# [Task instructions]
Present the data between the lines holding "Check that each instance of the dark" and "<point>729,1198</point>", inclusive, as a Markdown table with the columns Row and Line. Omit blank lines.

>> BEGIN Items

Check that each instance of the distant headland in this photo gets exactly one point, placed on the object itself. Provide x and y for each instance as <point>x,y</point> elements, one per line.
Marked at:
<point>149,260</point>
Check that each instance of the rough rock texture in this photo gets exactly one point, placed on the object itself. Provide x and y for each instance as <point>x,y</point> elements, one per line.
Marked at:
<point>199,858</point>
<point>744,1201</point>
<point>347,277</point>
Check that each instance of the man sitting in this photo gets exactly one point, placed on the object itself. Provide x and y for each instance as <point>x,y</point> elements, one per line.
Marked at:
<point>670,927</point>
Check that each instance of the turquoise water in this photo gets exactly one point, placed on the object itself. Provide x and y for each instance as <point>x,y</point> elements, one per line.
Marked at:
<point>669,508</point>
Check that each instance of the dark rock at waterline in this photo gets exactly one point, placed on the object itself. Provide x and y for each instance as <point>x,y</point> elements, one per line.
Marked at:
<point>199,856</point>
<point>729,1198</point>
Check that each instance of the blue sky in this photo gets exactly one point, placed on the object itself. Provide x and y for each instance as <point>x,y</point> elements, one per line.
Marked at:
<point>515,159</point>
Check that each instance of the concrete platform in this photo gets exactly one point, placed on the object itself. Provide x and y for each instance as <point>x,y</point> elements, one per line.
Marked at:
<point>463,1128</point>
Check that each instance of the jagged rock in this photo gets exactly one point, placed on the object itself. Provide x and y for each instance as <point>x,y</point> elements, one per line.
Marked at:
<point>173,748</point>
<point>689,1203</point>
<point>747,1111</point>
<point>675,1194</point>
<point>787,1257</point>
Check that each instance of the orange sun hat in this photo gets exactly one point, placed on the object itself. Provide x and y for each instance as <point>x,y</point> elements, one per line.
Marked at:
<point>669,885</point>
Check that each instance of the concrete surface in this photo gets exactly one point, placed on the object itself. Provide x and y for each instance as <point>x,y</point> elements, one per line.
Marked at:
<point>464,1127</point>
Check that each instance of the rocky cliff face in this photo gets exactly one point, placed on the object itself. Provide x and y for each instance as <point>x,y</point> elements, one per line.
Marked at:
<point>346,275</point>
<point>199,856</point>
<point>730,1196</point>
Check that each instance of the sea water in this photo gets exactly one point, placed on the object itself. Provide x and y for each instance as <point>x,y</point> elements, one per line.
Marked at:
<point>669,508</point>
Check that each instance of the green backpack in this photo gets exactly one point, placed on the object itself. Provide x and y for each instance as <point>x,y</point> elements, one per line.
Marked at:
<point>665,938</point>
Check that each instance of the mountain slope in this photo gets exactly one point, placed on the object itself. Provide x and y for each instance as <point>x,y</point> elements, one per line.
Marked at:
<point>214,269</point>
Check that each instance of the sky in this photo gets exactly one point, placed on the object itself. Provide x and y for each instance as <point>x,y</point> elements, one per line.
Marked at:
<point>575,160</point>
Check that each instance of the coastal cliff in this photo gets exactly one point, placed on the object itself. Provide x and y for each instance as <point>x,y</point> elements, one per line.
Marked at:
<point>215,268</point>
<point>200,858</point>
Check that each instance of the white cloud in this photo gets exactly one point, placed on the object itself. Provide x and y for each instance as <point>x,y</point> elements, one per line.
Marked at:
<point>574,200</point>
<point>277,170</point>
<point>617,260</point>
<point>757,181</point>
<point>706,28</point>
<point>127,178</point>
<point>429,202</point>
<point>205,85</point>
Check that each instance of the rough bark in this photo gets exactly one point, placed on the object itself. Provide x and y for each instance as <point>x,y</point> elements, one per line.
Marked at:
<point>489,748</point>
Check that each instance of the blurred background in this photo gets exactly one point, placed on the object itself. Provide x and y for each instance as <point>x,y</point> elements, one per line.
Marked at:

>> END Items

# [Answer to the task]
| Row | Line |
|---|---|
| 1 | Check that each instance of the dark rock at waterline in this photo gets exactly one point, placed on the object itself. Provide x and y for each instance as <point>x,y</point> elements, one per line. |
| 2 | Marked at: |
| 3 | <point>199,856</point> |
| 4 | <point>729,1198</point> |